- Objective
Answer from the Mariners game recap:
1. How many times did the Mariners play the A's, and how many of those games did they win?
2. What was the final score of the Monday, August 19 game?
3. How many innings did Aaron Harang pitch in that game, and what FIP is given for him?

- Selected excerpt
The Big, Bad Athletics of Oakland won the AL West last year, recall, despite not being predicted by anyone except their mothers to do that. That is, assuming their mothers don’t know much about baseball. I’m sure Mrs. Sogard took a look at her bespectacled son’s spectacles and teammates and said “woah yeah the Angels signed Albert Pujols, I dunno son you guys kinda look awful, especially with those dweeby glasses.”

The A’s went on to win the division on the last day of the season and they’re good again this year, too. The Mariners played the A’s three times and won two of those times. In doing so they sent a message: watch the heck out. The Mighty Mighty Mariners are in town, and no Ranger or Athletic should dare stand in the way of the Seattle Baseball Death Machine.

Okay, so the Mariners did lose the first game, and it was a low-scoring game at that. The second game they won because the Athletics bullpen did that thing that the Mariners bullpen often does, i.e. it imploded. Wednesday’s game was a fun one, with lead changes and dingers and stuff, and the Mariners won that one too, and it too was a low-scoring affair.

So the Mariners merciless destruction was really actually quite different than your average merciless destruction. Good ol’ Mariners, doing things their own way. One of these years they’re going to make the playoffs with a losing record.

Monday, August 19 – Athletics 2, Mariners 1

Gotta get ’em where you want ’em, Robbie Thompson probably told his (interim) club before instructing them to lose a close one in order to give the opponent a false sense of comfort heading into the rest of the series. Thompson’s strategy of forfeiture is questionable, but it appears his voice in the clubhouse rings loud and clear. The Mariners did as instructed, dropping a close one, two to one. Or maybe they tried their damnedest and got shut down by Jarrod Parker. The world may never know.

Aaron Harang turned in an acceptably dominant outing of his own, and is not really at fault for this loss because Carter Capps is at fault for this loss, but let’s start with the starter. Harang pitched seven innings, allowing one run on five hits and a walk while striking out three. In doing so he brought his ERA under five and a half! Way to go, fella. Harang FIP watch: 4.72. Harang WAR watch: 0.4, in 114.2 innings. That’s not exactly a replacement level starter, but yeah, that’s a replacement level starter.

- Given data

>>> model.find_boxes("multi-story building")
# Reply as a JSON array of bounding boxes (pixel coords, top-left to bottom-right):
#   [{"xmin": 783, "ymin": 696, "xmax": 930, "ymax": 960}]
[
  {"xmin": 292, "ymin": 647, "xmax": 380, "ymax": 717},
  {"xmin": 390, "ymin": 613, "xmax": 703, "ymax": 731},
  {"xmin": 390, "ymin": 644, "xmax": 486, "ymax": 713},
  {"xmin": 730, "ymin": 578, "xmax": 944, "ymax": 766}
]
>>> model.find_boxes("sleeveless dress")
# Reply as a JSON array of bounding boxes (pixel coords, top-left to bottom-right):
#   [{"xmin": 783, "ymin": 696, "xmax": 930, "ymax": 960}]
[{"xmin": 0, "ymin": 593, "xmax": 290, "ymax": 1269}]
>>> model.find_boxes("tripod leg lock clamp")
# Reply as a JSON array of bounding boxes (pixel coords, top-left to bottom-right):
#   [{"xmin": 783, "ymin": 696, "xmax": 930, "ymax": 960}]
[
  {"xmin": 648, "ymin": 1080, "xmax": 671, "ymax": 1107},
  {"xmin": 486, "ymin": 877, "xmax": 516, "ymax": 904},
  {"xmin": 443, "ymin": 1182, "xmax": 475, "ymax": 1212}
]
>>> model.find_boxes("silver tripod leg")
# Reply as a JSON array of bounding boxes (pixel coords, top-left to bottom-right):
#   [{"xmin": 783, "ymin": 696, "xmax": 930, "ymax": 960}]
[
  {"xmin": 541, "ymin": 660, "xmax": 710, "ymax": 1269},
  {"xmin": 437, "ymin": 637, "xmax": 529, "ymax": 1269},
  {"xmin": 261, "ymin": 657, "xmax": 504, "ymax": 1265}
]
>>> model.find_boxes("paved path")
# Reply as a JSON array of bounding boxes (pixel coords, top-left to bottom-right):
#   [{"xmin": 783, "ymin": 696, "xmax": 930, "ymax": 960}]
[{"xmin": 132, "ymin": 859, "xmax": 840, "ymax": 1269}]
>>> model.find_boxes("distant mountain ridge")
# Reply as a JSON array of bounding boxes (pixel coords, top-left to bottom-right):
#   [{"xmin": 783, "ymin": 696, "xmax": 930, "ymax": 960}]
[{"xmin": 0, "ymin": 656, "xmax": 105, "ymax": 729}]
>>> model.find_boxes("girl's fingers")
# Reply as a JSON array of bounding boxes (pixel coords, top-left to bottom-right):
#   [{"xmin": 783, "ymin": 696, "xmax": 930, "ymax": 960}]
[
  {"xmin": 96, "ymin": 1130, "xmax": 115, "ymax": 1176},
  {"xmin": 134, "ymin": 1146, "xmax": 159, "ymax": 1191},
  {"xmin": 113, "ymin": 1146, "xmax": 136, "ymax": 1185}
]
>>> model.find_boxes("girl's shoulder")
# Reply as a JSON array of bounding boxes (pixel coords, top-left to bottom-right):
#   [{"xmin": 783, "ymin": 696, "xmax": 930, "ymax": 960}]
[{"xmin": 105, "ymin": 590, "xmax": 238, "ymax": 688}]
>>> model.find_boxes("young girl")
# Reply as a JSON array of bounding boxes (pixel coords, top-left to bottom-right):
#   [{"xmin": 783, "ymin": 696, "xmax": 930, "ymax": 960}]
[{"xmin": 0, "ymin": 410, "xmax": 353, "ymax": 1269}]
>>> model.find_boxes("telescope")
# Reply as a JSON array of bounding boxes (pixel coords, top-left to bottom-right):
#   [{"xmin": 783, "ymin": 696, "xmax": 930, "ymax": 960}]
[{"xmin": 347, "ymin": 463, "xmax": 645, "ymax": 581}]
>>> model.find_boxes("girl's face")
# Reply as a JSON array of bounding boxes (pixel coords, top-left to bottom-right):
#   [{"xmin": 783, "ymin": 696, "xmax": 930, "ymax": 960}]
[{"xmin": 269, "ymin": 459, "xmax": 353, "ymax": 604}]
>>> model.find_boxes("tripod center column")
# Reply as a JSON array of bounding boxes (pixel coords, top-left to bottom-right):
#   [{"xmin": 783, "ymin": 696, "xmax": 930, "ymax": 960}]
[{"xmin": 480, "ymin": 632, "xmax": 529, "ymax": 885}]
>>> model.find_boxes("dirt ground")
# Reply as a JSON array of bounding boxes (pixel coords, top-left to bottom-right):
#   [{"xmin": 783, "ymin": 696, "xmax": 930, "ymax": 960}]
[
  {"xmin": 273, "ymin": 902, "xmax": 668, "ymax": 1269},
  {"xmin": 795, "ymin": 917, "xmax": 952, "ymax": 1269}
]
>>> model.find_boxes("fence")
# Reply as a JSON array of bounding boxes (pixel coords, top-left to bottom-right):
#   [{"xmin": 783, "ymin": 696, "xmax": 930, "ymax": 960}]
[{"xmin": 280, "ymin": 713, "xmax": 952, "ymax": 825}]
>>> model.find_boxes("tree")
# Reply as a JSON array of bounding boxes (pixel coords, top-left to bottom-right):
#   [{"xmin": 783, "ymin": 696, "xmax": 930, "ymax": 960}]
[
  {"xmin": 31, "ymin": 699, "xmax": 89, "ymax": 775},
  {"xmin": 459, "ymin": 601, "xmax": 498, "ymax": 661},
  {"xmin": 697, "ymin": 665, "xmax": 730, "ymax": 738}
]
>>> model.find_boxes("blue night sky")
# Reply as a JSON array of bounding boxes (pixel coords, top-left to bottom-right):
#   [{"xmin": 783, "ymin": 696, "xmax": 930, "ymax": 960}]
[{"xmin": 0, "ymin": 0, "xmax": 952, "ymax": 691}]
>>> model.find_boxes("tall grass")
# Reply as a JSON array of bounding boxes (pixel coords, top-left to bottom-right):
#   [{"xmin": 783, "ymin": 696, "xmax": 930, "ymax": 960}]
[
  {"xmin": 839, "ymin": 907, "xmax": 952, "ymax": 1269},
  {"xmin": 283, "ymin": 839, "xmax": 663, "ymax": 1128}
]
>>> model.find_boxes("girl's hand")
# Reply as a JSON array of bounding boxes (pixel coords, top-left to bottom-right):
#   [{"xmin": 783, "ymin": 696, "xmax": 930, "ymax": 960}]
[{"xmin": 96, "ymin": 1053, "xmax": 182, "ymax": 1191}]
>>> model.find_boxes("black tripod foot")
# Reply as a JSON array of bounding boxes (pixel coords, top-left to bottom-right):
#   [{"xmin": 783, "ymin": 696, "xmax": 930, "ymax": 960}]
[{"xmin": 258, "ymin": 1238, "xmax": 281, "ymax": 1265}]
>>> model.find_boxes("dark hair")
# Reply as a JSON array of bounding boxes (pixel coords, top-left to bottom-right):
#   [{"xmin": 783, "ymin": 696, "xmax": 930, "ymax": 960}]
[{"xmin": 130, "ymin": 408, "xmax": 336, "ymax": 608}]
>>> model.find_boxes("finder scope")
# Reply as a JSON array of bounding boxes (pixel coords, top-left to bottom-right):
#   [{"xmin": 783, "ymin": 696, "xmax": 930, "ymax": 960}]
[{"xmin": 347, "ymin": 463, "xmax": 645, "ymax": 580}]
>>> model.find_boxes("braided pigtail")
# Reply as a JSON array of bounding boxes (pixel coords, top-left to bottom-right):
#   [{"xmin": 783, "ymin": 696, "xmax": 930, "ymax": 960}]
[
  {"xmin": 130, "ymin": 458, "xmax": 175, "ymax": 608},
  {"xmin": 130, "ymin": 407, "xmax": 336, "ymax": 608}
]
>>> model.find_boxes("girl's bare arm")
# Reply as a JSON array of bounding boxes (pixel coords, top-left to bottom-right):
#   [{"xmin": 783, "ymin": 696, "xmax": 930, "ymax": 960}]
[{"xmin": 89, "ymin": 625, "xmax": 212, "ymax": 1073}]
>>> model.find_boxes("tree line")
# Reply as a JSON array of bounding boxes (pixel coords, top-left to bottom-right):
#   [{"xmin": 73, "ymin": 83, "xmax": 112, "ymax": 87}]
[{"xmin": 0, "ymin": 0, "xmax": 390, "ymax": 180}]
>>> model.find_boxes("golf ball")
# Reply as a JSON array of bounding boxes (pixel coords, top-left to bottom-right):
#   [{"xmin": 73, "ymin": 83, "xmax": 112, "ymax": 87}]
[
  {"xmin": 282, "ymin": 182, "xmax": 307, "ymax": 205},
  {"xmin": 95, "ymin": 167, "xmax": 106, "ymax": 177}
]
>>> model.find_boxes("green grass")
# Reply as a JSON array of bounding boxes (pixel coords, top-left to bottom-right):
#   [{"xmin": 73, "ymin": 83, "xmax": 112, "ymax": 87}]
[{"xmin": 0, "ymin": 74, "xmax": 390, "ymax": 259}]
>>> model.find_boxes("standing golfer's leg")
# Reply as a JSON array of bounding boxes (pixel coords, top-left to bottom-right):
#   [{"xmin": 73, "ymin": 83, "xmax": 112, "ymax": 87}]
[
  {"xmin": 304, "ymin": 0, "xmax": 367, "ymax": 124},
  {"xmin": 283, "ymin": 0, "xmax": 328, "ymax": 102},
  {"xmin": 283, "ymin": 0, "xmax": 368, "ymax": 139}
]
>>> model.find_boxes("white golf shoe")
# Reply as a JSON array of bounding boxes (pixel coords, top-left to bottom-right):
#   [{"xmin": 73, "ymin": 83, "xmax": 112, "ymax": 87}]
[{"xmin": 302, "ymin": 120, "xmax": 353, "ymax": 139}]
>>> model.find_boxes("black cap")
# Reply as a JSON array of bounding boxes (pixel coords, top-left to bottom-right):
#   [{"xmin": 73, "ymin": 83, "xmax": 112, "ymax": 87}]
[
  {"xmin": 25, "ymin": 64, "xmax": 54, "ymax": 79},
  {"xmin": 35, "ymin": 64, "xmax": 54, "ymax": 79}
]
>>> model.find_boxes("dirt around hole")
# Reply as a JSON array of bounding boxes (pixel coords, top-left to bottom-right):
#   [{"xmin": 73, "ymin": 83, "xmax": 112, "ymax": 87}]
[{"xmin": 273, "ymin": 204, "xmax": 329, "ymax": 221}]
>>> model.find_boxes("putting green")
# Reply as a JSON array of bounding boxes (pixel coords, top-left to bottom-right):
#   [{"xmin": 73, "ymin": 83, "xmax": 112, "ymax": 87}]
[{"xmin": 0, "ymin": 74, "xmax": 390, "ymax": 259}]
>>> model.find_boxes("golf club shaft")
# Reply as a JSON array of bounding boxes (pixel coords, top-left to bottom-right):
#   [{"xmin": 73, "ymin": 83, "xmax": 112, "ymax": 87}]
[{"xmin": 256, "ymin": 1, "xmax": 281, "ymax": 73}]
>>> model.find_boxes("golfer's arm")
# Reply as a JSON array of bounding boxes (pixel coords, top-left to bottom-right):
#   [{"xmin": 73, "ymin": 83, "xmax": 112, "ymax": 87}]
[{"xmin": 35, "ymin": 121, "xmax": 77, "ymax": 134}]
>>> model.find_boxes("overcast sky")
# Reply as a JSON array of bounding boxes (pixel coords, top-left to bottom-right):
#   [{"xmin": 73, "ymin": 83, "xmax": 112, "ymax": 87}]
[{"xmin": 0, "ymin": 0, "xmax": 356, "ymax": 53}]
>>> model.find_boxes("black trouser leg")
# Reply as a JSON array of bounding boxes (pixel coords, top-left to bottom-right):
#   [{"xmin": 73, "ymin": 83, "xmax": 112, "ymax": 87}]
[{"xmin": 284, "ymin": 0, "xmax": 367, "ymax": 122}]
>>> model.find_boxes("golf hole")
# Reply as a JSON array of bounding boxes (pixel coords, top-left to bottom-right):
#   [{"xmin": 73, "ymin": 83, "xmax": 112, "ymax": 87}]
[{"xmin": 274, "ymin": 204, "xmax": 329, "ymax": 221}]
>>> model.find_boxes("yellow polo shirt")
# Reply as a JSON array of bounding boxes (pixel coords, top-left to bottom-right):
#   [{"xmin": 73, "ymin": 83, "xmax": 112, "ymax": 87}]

- The answer
1. Three times; they won two.
2. Athletics 2, Mariners 1.
3. Seven innings; his FIP is 4.72.